— begin Dataset —

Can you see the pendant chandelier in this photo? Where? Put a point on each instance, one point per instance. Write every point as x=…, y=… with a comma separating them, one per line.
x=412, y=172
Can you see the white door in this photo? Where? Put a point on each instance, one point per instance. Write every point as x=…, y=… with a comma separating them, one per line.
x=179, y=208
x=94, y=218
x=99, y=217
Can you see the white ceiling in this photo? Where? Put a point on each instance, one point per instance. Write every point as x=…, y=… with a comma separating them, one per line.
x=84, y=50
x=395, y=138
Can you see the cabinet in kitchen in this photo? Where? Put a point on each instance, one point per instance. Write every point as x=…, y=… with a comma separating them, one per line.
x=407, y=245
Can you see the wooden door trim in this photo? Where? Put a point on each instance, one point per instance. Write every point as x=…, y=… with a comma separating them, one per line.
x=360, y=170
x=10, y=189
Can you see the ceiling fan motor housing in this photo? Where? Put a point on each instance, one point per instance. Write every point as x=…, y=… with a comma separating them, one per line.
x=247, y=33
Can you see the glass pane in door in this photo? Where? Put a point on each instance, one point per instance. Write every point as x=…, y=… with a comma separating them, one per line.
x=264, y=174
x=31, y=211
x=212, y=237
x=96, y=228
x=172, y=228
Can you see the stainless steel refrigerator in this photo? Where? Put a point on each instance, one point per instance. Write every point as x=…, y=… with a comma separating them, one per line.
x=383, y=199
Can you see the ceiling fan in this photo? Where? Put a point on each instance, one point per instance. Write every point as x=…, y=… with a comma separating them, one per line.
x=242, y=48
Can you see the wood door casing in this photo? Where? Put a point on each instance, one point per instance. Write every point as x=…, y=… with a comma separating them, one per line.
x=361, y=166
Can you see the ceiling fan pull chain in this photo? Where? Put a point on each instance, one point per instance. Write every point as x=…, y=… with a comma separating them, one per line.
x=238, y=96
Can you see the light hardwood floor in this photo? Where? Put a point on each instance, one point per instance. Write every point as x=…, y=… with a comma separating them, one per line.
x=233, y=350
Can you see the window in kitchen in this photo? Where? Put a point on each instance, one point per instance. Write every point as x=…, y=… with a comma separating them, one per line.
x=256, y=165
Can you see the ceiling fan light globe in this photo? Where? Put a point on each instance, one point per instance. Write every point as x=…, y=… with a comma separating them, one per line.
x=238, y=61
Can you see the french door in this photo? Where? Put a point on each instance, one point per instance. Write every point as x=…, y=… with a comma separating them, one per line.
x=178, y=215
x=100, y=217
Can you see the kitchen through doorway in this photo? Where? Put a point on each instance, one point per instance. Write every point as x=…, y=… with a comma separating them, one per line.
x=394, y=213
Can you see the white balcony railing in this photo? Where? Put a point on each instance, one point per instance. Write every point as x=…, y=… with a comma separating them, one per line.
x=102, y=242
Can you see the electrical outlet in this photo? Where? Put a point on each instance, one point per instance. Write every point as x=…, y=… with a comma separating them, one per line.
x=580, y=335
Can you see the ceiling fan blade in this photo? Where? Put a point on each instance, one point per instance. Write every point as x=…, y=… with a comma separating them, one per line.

— end Dataset —

→ Your instructions:
Reproduce the lines of material above verbatim, from the line containing "Can you see the white ceiling" through the line containing "x=233, y=350", with both of those lines included.

→ Answer below:
Can you see the white ceiling in this photo? Where? Put a point on each instance, one point per instance. Write every point as x=…, y=… with a comma separating them, one per line.
x=84, y=50
x=395, y=138
Can you see the cabinet in kitchen in this photo? Where? Put a point on each instance, one point per instance. Write every point as x=…, y=… with a comma separating them, one per line.
x=407, y=245
Can you see the wooden door trim in this photo? Where? Put a point on each instance, one point per instance. Write every point as x=…, y=… with a comma separating them, one per line.
x=360, y=170
x=10, y=189
Can you see the ceiling fan motor housing in this photo? Where? Put a point on each instance, one point per instance. Write every point as x=…, y=… with a comma separating them, one per line.
x=247, y=33
Can you see the glass pane in door in this photo? Where? Put a point on each instance, one point per instance. Write every point as x=…, y=… with a comma separating them, one per line.
x=264, y=174
x=31, y=211
x=212, y=237
x=96, y=228
x=172, y=228
Can you see the stainless steel refrigerator in this photo? Where? Put a point on each instance, one point per instance. Write every point as x=…, y=… with a comma separating them, one per line.
x=383, y=199
Can you see the ceiling fan in this photo? Where? Put a point on each instance, one point per instance. Write every point as x=…, y=… with a comma separating them, one per line.
x=242, y=48
Can you see the wood door casing in this photo? Where? Put a point on each instance, one point per instance. Write every point as x=…, y=… with a comma separating them, one per line.
x=361, y=166
Can you see the ceiling fan pull chain in this photo? Where? Put a point on each instance, one point per instance. Write every point as x=…, y=… with a comma separating them, one per line.
x=238, y=96
Can you see the light hardwood floor in this photo? Where? Put a point on each instance, one point per instance. Write every point as x=…, y=… with a comma separating them, one per line.
x=233, y=350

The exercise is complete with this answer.